▶ [Excerpt provided]
################
On January 8, 2021, I deleted all of my social media accounts and shut myself off from the world. Trump had lost, and everyone around me, left and right, were going batshit crazy about January 6. I couldn't even talk with my husband about the election because he thougt I had gone off my rocker with conspiracies about the steal. I had never felt more alone in my entire life.
I was still lurking at PW, when one of you wonderful anons (I really wish I could remember who), left a post there with a link to GAW. I was curious, and I clicked the link, and boy, I'm so glad I did. I'd seen some Q followeres in other places, but didn't quite understand any of it. I probably still don't understand it all. But the more I lurked here, the more I learned. More importantly, this place was my only refuge when no one I knew IRL could wrap their heads around the things I was saying once I was red pilled. I may never meet any of you in person, but please know that you may have very well saved my life. You certainly saved my sanity, no small feat in these crazy times.
Now that GEOTUS is returning to where he needs to be to help save our country, I am honored to celebrate with you, the true keboard warriors. Thank you for the knowledge and support from afar 🥰.
################
▶ [Dataset]
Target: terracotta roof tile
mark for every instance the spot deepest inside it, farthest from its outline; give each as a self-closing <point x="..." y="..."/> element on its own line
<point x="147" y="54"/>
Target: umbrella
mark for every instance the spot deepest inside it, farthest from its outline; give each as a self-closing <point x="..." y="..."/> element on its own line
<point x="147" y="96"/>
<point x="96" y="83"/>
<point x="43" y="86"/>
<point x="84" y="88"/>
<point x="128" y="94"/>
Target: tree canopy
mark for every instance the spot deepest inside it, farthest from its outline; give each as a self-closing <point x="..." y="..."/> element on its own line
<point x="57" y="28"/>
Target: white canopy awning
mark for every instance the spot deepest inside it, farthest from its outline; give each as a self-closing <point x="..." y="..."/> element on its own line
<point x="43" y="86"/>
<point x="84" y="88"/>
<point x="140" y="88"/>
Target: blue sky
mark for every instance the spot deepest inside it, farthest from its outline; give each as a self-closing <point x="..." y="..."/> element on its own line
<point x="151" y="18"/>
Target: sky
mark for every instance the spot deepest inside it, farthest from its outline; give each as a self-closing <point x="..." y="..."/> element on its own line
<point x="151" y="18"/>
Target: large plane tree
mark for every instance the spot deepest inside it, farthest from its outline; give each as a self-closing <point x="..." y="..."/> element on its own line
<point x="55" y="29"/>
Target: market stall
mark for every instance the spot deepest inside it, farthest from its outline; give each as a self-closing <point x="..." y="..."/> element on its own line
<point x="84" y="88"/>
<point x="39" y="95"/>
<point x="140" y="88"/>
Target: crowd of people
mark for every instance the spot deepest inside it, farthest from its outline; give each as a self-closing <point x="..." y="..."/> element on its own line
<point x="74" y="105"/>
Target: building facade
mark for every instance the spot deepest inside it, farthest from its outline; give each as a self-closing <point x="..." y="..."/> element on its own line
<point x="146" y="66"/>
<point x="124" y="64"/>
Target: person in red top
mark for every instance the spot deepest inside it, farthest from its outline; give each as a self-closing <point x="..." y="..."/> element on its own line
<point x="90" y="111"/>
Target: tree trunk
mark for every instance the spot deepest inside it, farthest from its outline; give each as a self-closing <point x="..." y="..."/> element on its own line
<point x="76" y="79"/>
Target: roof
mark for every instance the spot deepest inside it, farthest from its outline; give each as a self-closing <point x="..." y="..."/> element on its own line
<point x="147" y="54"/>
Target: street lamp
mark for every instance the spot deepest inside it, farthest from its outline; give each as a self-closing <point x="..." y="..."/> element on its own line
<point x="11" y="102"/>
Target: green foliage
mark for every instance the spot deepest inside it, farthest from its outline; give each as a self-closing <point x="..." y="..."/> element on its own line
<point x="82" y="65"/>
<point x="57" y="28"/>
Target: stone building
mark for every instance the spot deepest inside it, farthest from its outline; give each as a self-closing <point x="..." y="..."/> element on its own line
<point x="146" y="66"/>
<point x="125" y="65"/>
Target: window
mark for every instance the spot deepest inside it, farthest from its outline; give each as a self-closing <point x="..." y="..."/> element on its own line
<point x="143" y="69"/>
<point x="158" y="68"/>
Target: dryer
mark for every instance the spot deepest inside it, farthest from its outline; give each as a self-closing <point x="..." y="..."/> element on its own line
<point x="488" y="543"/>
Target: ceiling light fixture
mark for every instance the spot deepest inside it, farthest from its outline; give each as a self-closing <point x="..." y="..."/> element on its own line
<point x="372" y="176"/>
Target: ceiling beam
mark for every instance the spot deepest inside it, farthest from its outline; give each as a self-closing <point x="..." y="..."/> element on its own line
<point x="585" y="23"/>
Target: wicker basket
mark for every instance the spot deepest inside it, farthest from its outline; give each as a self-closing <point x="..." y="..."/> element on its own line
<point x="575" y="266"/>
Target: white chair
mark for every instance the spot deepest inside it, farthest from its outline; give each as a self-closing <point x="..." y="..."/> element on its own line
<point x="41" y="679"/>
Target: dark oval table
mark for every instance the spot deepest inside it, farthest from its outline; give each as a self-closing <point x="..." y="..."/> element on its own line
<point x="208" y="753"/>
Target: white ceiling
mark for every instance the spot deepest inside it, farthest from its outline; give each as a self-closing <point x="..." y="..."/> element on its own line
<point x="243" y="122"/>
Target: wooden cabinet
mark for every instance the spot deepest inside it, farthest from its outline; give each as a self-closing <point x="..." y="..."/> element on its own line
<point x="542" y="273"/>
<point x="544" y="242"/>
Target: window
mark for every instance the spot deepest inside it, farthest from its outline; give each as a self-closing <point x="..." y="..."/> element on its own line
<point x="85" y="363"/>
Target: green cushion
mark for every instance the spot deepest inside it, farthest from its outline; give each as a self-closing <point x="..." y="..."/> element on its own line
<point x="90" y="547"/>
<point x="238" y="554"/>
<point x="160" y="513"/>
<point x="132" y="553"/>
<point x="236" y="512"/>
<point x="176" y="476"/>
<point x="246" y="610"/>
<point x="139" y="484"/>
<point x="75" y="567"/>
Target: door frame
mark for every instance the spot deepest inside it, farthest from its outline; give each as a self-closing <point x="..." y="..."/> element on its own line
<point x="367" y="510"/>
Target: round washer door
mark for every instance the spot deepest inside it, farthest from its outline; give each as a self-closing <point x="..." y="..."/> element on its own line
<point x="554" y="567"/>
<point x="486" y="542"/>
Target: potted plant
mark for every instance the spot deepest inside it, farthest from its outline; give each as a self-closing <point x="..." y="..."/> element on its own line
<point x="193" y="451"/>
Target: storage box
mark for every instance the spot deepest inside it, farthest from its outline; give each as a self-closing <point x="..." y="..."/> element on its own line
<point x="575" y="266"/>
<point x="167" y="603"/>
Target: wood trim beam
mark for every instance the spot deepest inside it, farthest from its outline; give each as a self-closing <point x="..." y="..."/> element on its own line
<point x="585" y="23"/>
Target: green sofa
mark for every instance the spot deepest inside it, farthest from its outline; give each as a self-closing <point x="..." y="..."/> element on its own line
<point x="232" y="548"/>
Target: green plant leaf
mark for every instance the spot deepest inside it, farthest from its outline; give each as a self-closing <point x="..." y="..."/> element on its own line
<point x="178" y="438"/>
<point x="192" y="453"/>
################
▶ [What this exercise asks]
a – According to the post, on what date did the writer delete all of their social media accounts?
b – List every abbreviation of two or more capital letters that appears in the post.
c – Reproduce the part of the post that opens with the words containing "I was still" and closes with "from afar 🥰.".

▶ [Responses in order]
a – January 8, 2021

b – PW, GAW, IRL, GEOTUS

c –
I was still lurking at PW, when one of you wonderful anons (I really wish I could remember who), left a post there with a link to GAW. I was curious, and I clicked the link, and boy, I'm so glad I did. I'd seen some Q followeres in other places, but didn't quite understand any of it. I probably still don't understand it all. But the more I lurked here, the more I learned. More importantly, this place was my only refuge when no one I knew IRL could wrap their heads around the things I was saying once I was red pilled. I may never meet any of you in person, but please know that you may have very well saved my life. You certainly saved my sanity, no small feat in these crazy times.
Now that GEOTUS is returning to where he needs to be to help save our country, I am honored to celebrate with you, the true keboard warriors. Thank you for the knowledge and support from afar 🥰.